TASK PROMPT: Reproduce every line of the material below, requests included, and shift each coordinate value in the answers by adding 52 to it.
* Start GIVEN INFORMATION *
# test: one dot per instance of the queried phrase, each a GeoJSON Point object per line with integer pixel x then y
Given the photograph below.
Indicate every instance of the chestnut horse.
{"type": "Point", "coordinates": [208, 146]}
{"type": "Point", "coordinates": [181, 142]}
* End GIVEN INFORMATION *
COMPLETED EXERCISE:
# test: one dot per instance of the queried phrase, each a GeoJSON Point object per line with integer pixel x then y
Given the photograph below.
Indicate every instance of the chestnut horse.
{"type": "Point", "coordinates": [260, 198]}
{"type": "Point", "coordinates": [233, 194]}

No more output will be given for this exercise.